● **Activity 1**: Reproduce verbatim the portion of the cyanotoxin project description that begins with the words "This project began" and ends with the words "state environmental scientists.".
● **Activity 2**:
Answer the following questions using the cyanotoxin project description.
(a) In what month and year is the project projected to be completed?
(b) What estimated annual economic losses have been reported for the western basin of Lake Erie due to CHABs?
(c) Since what year has OSU led the Lake Erie charter boat captain citizen science initiative?

------ Given text ------

This project began in September 2019 and is projected to be completed in August 2023

This project improves the rapid detection of cyanotoxins in the field to provide managers with timely information on risk and minimize exposure to stakeholders. The team will pilot use of a commercially-available rapid, portable system capable of quantitative detection of cyanobacterial toxins. This system will be integrated into existing monitoring programs that engage recreational beach managers, water treatment plant operators, charter boat captains, and state environmental scientists.

Why We Care
Toxic cyanobacterial harmful algal blooms (CHABs) contribute to economic losses that exceed $2B annually in the U.S. For Lake Erie, the smallest and shallowest of the Great Lakes, estimated annual economic losses of $65-71M have been reported for the western basin due to CHABs and this is likely an underestimate because it does not account for the millions of dollars lost due to events like the 2014 Toledo water crisis. Currently, we cannot forecast changes in cyanotoxins such as microcystins (MC), the most ubiquitous cyanotoxin in the Great Lakes and throughout the world, as well as emerging cyanotoxins of concern for the northeast USA, such as cylindrospermopsins (CYN). As such, rapid detection technologies and improved monitoring strategies will be crucial in protecting humans from exposure to contaminated drinking and recreational waters in western Lake Erie and other similarly affected water bodies.

What Are We Doing
The primary objective of this project is to fully validate and integrate a rapid, portable, quantitative, multiplexed cyanotoxin detection technology into routine monitoring programs, citizen science groups, recreational beach management, and water treatment plants throughout the western Lake Erie to provide water managers with on-the-spot testing of MC and CYN.

This project will first validate a commercially-available MC/CYN HAB Toxin Detection System for rapid detection of MC as well as CYN. It will then test its effectiveness by incorporating it into the routine monitoring programs of the Toledo and Port Clinton water treatment plant operators, NOAA’s Phytoplankton Monitoring Network for western Lake Erie, the Lake Erie charter boat captain citizen science initiative (led by OSU since 2013), and lastly, Maumee Bay State Park beach managers.

------ Stored data ------

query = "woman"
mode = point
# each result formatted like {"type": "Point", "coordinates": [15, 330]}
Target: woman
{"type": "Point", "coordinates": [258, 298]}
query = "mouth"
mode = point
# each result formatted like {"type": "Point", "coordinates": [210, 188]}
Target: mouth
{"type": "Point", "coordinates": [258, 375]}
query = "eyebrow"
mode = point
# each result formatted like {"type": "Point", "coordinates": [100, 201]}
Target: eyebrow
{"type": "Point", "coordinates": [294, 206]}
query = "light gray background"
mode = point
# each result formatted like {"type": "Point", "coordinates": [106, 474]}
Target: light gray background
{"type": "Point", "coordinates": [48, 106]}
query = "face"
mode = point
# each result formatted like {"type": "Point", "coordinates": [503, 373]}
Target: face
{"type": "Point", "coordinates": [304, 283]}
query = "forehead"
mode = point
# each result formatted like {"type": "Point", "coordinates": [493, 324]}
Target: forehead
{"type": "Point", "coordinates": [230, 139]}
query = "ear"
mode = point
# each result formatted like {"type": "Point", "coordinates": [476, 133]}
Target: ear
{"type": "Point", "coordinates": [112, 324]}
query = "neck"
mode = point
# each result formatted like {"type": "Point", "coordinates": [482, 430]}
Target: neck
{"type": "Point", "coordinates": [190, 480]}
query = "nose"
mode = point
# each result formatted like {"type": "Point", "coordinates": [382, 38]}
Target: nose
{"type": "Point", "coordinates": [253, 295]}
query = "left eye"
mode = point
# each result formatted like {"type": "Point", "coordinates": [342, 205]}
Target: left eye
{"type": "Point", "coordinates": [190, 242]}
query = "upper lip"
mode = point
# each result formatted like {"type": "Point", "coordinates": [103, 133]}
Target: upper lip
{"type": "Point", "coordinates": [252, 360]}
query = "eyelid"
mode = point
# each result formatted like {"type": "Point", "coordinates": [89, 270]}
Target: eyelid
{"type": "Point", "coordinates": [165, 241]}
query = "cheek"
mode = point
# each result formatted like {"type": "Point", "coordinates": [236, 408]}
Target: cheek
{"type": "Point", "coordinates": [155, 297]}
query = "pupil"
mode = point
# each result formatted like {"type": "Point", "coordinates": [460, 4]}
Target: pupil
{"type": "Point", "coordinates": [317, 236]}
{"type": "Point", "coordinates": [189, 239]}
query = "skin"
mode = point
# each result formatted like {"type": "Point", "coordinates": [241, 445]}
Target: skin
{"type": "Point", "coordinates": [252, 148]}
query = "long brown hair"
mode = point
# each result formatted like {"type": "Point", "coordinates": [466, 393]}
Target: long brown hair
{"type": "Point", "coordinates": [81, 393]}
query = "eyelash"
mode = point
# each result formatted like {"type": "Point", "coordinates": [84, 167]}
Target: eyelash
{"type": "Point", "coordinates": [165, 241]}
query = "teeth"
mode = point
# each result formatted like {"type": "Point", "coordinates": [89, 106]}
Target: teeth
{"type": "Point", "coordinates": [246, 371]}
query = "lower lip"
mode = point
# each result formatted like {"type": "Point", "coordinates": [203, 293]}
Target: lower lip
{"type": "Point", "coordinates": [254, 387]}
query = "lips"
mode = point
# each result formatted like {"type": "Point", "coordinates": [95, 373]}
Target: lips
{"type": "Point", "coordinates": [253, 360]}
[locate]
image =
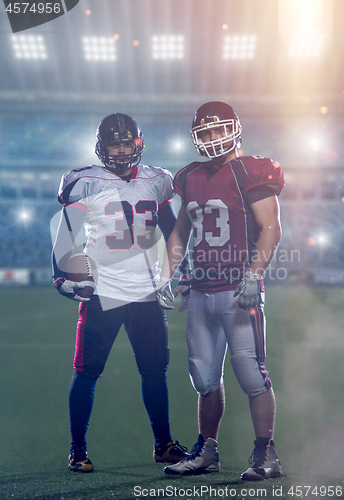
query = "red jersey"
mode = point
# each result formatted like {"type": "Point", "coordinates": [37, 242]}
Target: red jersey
{"type": "Point", "coordinates": [225, 232]}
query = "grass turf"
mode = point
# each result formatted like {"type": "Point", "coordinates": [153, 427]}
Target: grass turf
{"type": "Point", "coordinates": [305, 349]}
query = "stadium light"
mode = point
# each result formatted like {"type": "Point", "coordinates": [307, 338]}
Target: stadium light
{"type": "Point", "coordinates": [305, 45]}
{"type": "Point", "coordinates": [99, 48]}
{"type": "Point", "coordinates": [322, 239]}
{"type": "Point", "coordinates": [24, 216]}
{"type": "Point", "coordinates": [239, 47]}
{"type": "Point", "coordinates": [168, 47]}
{"type": "Point", "coordinates": [28, 46]}
{"type": "Point", "coordinates": [177, 145]}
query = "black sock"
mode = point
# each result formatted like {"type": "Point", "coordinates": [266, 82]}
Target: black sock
{"type": "Point", "coordinates": [260, 441]}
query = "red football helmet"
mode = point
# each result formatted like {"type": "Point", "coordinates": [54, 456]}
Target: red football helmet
{"type": "Point", "coordinates": [217, 115]}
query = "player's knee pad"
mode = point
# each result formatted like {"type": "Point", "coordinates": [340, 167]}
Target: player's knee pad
{"type": "Point", "coordinates": [83, 380]}
{"type": "Point", "coordinates": [251, 375]}
{"type": "Point", "coordinates": [204, 382]}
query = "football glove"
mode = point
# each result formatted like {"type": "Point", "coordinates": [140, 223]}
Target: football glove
{"type": "Point", "coordinates": [163, 293]}
{"type": "Point", "coordinates": [249, 290]}
{"type": "Point", "coordinates": [183, 288]}
{"type": "Point", "coordinates": [68, 288]}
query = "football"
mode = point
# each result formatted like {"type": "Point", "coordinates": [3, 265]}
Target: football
{"type": "Point", "coordinates": [80, 267]}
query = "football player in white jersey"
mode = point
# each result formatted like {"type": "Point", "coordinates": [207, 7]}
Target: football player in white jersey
{"type": "Point", "coordinates": [119, 204]}
{"type": "Point", "coordinates": [230, 204]}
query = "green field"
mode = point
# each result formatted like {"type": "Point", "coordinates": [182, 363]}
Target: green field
{"type": "Point", "coordinates": [305, 351]}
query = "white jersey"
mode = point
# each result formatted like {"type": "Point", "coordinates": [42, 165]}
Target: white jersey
{"type": "Point", "coordinates": [120, 226]}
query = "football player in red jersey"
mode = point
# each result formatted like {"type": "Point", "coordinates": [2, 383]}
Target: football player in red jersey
{"type": "Point", "coordinates": [229, 204]}
{"type": "Point", "coordinates": [119, 203]}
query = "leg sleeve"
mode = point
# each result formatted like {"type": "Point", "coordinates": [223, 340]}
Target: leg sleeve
{"type": "Point", "coordinates": [206, 343]}
{"type": "Point", "coordinates": [245, 333]}
{"type": "Point", "coordinates": [146, 327]}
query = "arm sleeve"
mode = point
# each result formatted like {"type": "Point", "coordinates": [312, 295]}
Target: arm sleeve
{"type": "Point", "coordinates": [265, 178]}
{"type": "Point", "coordinates": [72, 218]}
{"type": "Point", "coordinates": [166, 221]}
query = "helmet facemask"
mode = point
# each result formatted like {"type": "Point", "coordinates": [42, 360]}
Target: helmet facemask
{"type": "Point", "coordinates": [123, 161]}
{"type": "Point", "coordinates": [230, 139]}
{"type": "Point", "coordinates": [119, 130]}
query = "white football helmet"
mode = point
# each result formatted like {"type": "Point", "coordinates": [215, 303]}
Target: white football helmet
{"type": "Point", "coordinates": [217, 115]}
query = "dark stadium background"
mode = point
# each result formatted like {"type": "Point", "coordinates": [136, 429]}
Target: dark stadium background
{"type": "Point", "coordinates": [292, 110]}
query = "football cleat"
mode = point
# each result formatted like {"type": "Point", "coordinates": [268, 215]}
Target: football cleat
{"type": "Point", "coordinates": [264, 463]}
{"type": "Point", "coordinates": [204, 458]}
{"type": "Point", "coordinates": [173, 453]}
{"type": "Point", "coordinates": [79, 461]}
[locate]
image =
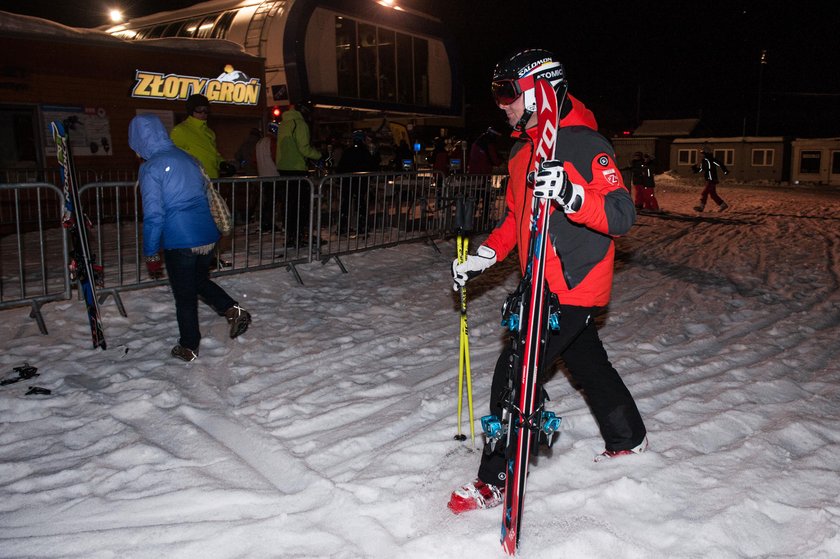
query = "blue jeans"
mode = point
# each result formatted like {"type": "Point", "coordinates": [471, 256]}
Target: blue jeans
{"type": "Point", "coordinates": [189, 277]}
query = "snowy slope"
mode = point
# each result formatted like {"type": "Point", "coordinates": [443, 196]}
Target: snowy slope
{"type": "Point", "coordinates": [326, 430]}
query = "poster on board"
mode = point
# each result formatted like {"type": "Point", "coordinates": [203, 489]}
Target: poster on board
{"type": "Point", "coordinates": [89, 129]}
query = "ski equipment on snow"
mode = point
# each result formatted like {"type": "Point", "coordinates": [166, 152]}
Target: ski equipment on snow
{"type": "Point", "coordinates": [464, 208]}
{"type": "Point", "coordinates": [82, 267]}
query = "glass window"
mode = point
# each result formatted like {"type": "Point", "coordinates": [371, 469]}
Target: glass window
{"type": "Point", "coordinates": [205, 27]}
{"type": "Point", "coordinates": [345, 56]}
{"type": "Point", "coordinates": [178, 29]}
{"type": "Point", "coordinates": [810, 162]}
{"type": "Point", "coordinates": [421, 71]}
{"type": "Point", "coordinates": [387, 65]}
{"type": "Point", "coordinates": [222, 25]}
{"type": "Point", "coordinates": [725, 156]}
{"type": "Point", "coordinates": [368, 70]}
{"type": "Point", "coordinates": [405, 71]}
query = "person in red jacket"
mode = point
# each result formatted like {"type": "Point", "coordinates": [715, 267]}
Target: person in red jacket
{"type": "Point", "coordinates": [589, 206]}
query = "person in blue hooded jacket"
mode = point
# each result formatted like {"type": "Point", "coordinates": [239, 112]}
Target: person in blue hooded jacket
{"type": "Point", "coordinates": [177, 220]}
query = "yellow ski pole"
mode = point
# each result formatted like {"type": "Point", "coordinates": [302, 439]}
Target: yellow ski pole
{"type": "Point", "coordinates": [464, 210]}
{"type": "Point", "coordinates": [461, 255]}
{"type": "Point", "coordinates": [465, 354]}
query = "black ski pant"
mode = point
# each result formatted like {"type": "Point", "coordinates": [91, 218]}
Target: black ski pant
{"type": "Point", "coordinates": [578, 344]}
{"type": "Point", "coordinates": [190, 279]}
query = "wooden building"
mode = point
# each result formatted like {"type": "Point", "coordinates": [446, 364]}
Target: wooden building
{"type": "Point", "coordinates": [49, 71]}
{"type": "Point", "coordinates": [816, 161]}
{"type": "Point", "coordinates": [749, 159]}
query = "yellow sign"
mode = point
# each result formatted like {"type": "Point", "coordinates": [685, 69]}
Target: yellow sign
{"type": "Point", "coordinates": [232, 87]}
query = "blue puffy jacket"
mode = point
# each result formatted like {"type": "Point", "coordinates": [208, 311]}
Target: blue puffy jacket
{"type": "Point", "coordinates": [176, 213]}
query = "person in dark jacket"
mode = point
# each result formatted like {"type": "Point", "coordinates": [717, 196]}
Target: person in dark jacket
{"type": "Point", "coordinates": [176, 219]}
{"type": "Point", "coordinates": [709, 168]}
{"type": "Point", "coordinates": [588, 206]}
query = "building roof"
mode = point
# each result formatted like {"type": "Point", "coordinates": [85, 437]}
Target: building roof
{"type": "Point", "coordinates": [658, 128]}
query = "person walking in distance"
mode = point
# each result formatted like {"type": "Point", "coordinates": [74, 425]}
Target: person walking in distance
{"type": "Point", "coordinates": [195, 136]}
{"type": "Point", "coordinates": [293, 151]}
{"type": "Point", "coordinates": [641, 177]}
{"type": "Point", "coordinates": [709, 168]}
{"type": "Point", "coordinates": [589, 206]}
{"type": "Point", "coordinates": [177, 220]}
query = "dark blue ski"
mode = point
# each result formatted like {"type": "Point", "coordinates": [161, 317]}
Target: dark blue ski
{"type": "Point", "coordinates": [82, 268]}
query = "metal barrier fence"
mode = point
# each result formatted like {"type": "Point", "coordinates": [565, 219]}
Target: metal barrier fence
{"type": "Point", "coordinates": [277, 222]}
{"type": "Point", "coordinates": [33, 247]}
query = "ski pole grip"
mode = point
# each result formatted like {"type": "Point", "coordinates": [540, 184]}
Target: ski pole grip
{"type": "Point", "coordinates": [464, 212]}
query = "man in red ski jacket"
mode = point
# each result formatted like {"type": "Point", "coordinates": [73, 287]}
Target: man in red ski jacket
{"type": "Point", "coordinates": [589, 206]}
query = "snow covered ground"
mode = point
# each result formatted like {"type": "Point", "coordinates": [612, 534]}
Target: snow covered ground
{"type": "Point", "coordinates": [327, 429]}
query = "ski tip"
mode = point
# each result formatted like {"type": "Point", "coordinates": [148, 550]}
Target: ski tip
{"type": "Point", "coordinates": [509, 544]}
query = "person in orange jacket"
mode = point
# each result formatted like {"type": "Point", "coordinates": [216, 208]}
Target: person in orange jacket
{"type": "Point", "coordinates": [589, 207]}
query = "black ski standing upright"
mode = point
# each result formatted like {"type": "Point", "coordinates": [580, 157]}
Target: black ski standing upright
{"type": "Point", "coordinates": [525, 419]}
{"type": "Point", "coordinates": [82, 268]}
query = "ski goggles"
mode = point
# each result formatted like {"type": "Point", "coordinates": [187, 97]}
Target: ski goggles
{"type": "Point", "coordinates": [506, 92]}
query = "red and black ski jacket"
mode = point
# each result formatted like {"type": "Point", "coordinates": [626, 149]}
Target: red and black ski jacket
{"type": "Point", "coordinates": [579, 266]}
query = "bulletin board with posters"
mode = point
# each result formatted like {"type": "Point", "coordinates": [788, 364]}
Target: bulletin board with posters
{"type": "Point", "coordinates": [88, 128]}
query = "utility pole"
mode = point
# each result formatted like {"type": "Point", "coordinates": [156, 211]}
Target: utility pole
{"type": "Point", "coordinates": [762, 61]}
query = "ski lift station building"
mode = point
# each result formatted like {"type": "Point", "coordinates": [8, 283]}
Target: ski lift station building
{"type": "Point", "coordinates": [350, 61]}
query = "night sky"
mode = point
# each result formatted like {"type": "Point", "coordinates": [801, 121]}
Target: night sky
{"type": "Point", "coordinates": [631, 61]}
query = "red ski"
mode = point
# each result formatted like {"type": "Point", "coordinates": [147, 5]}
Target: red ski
{"type": "Point", "coordinates": [525, 419]}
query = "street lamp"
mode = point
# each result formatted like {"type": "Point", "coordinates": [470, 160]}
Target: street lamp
{"type": "Point", "coordinates": [762, 61]}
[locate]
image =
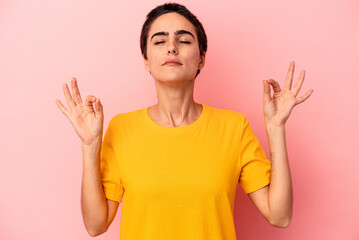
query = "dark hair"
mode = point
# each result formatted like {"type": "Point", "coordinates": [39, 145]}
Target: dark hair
{"type": "Point", "coordinates": [177, 8]}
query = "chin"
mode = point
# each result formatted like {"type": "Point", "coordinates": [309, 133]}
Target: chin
{"type": "Point", "coordinates": [174, 77]}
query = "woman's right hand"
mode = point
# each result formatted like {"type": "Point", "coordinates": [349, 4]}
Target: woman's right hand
{"type": "Point", "coordinates": [86, 120]}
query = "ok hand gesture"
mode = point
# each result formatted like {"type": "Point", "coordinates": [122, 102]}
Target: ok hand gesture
{"type": "Point", "coordinates": [87, 121]}
{"type": "Point", "coordinates": [278, 107]}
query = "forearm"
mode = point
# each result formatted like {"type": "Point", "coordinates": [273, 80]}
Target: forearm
{"type": "Point", "coordinates": [280, 195]}
{"type": "Point", "coordinates": [93, 200]}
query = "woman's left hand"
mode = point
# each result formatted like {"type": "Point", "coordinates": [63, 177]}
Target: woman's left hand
{"type": "Point", "coordinates": [278, 107]}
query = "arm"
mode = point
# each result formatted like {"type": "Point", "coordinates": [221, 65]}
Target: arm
{"type": "Point", "coordinates": [87, 120]}
{"type": "Point", "coordinates": [275, 201]}
{"type": "Point", "coordinates": [97, 211]}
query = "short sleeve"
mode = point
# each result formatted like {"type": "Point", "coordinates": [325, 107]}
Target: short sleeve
{"type": "Point", "coordinates": [255, 167]}
{"type": "Point", "coordinates": [110, 174]}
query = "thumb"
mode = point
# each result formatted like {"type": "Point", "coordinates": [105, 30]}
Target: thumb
{"type": "Point", "coordinates": [98, 108]}
{"type": "Point", "coordinates": [266, 91]}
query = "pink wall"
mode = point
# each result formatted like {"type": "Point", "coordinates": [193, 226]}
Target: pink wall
{"type": "Point", "coordinates": [44, 43]}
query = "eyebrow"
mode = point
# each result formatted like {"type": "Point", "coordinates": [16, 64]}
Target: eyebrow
{"type": "Point", "coordinates": [178, 32]}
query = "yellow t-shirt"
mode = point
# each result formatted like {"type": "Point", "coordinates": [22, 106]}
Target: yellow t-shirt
{"type": "Point", "coordinates": [180, 182]}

------

● **Worked solution 1**:
This project began in September 2019 and is projected to be completed in August 2023

This project improves the rapid detection of cyanotoxins in the field to provide managers with timely information on risk and minimize exposure to stakeholders. The team will pilot use of a commercially-available rapid, portable system capable of quantitative detection of cyanobacterial toxins. This system will be integrated into existing monitoring programs that engage recreational beach managers, water treatment plant operators, charter boat captains, and state environmental scientists.

● **Worked solution 2**:
(a) August 2023.
(b) $65-71M.
(c) 2013.